Entries from a pointing dataset
========
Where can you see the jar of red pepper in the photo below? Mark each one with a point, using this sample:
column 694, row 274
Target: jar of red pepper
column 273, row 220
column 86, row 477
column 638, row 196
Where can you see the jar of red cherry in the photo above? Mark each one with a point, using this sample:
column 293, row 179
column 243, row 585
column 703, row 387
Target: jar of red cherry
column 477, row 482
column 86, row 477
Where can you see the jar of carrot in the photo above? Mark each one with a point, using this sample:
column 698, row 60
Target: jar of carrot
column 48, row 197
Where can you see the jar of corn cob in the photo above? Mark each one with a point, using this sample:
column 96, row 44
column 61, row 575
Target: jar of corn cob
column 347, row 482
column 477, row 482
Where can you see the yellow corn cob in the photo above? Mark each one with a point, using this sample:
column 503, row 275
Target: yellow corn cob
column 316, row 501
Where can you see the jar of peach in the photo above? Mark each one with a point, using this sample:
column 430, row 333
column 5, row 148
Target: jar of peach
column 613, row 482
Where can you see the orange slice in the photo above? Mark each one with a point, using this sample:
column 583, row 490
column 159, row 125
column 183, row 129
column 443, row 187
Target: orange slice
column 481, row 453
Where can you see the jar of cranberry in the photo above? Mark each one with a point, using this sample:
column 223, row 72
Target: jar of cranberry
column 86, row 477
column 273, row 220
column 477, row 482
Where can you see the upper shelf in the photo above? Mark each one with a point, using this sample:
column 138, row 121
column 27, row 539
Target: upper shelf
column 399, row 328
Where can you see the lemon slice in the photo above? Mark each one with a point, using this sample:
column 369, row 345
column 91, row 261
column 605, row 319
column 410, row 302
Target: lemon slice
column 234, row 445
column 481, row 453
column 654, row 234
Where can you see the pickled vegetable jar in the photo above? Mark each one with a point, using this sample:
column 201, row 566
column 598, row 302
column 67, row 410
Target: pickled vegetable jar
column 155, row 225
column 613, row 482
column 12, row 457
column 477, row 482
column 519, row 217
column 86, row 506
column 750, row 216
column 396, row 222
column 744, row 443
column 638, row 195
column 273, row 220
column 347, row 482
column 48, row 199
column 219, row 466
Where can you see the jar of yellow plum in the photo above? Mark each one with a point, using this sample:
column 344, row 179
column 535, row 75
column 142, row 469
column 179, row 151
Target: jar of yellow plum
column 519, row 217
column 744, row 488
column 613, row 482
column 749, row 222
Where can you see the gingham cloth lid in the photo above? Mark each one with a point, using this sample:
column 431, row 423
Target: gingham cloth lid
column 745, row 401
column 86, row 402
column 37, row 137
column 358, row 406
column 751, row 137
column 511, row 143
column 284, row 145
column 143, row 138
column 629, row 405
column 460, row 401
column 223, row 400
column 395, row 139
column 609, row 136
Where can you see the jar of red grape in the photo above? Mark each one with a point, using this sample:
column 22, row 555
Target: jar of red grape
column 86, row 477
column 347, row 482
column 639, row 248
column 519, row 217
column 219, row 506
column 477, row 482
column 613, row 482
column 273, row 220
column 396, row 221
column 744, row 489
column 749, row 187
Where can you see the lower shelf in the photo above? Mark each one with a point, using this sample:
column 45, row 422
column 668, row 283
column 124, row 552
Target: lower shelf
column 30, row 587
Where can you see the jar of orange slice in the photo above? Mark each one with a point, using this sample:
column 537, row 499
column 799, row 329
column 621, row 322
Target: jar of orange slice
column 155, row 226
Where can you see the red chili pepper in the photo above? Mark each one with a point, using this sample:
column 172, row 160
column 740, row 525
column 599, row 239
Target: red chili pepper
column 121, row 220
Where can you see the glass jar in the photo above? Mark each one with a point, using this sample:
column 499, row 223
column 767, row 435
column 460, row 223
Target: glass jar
========
### [Exercise requirements]
Copy every line of the records above word for word.

### [Written response]
Where can you see the jar of red pepper in the photo below? Mark each one with a point, using this sample:
column 694, row 274
Target: jar of red pepper
column 273, row 220
column 86, row 477
column 638, row 196
Where can you see the jar of red cherry in the photo above? Mark each one with a point, using this sample:
column 293, row 179
column 243, row 585
column 703, row 387
Target: jar of red cherry
column 477, row 482
column 86, row 477
Where can you see the jar of carrot in the photo above? Mark each one with a point, using this sample:
column 698, row 60
Target: jar of carrot
column 48, row 197
Where can you see the jar of corn cob in the photo above? Mark each one with a point, using this sample:
column 96, row 44
column 61, row 575
Target: jar of corn cob
column 347, row 482
column 477, row 482
Where can you see the yellow corn cob in the photo above? Mark each one with a point, using this sample:
column 503, row 275
Target: yellow corn cob
column 316, row 501
Where can you see the jar of peach in the photo above? Mark each one with a point, using this sample:
column 430, row 333
column 5, row 148
Target: jar of peach
column 613, row 482
Where can you see the orange slice in the photo above? Mark each one with a point, using this sample:
column 583, row 490
column 159, row 125
column 183, row 129
column 443, row 187
Target: orange slice
column 481, row 453
Where can you see the jar of cranberry in the photo above? Mark each one with a point, using this sample:
column 223, row 72
Target: jar of cranberry
column 86, row 477
column 273, row 220
column 477, row 482
Where can you see the upper shelf in the photo above? Mark each one with a point, using this sample:
column 138, row 121
column 27, row 539
Target: upper shelf
column 399, row 328
Where can you see the lemon slice in the photo above? Mark each one with a point, using this sample:
column 369, row 345
column 91, row 261
column 605, row 319
column 410, row 302
Target: lemon slice
column 234, row 445
column 481, row 453
column 654, row 234
Where can you see the pickled vegetable jar in the photo above? Mark each one with a point, using this sample:
column 201, row 566
column 598, row 302
column 67, row 410
Target: pickled vegetable jar
column 155, row 225
column 613, row 482
column 12, row 457
column 477, row 482
column 519, row 217
column 86, row 506
column 750, row 216
column 396, row 222
column 744, row 443
column 638, row 195
column 273, row 220
column 347, row 482
column 48, row 199
column 219, row 466
Where can you see the jar of yellow plum in the photo above? Mark each one with a point, using this sample:
column 344, row 179
column 535, row 75
column 142, row 469
column 179, row 151
Target: jar of yellow plum
column 519, row 217
column 744, row 488
column 613, row 482
column 749, row 222
Where can you see the gingham cloth lid in the photo above? Mark each one with a point, using this sample:
column 431, row 423
Target: gingham cloth lid
column 745, row 401
column 86, row 402
column 37, row 137
column 358, row 406
column 751, row 137
column 511, row 143
column 284, row 145
column 143, row 138
column 629, row 405
column 460, row 401
column 223, row 400
column 395, row 139
column 609, row 136
Where can you see the jar of red grape in the photo above? Mark each one with a point, using this sample:
column 22, row 555
Target: jar of red grape
column 86, row 477
column 347, row 482
column 639, row 248
column 519, row 217
column 219, row 506
column 477, row 482
column 613, row 482
column 273, row 220
column 396, row 221
column 744, row 489
column 749, row 187
Where can you see the lower shelf in the photo above? Mark each one with a point, using this sample:
column 45, row 422
column 668, row 283
column 124, row 552
Target: lower shelf
column 30, row 587
Where can you see the jar of orange slice in the photo above? Mark each one with a point, using this sample:
column 537, row 499
column 799, row 329
column 621, row 322
Target: jar of orange slice
column 155, row 226
Where can you see the red chili pepper in the photo above? Mark each one with a point, using this sample:
column 172, row 160
column 740, row 525
column 599, row 239
Target: red chili pepper
column 121, row 220
Where can you see the glass jar in the photo above? Mark each one with a point, using this sample:
column 499, row 223
column 767, row 435
column 460, row 223
Target: glass jar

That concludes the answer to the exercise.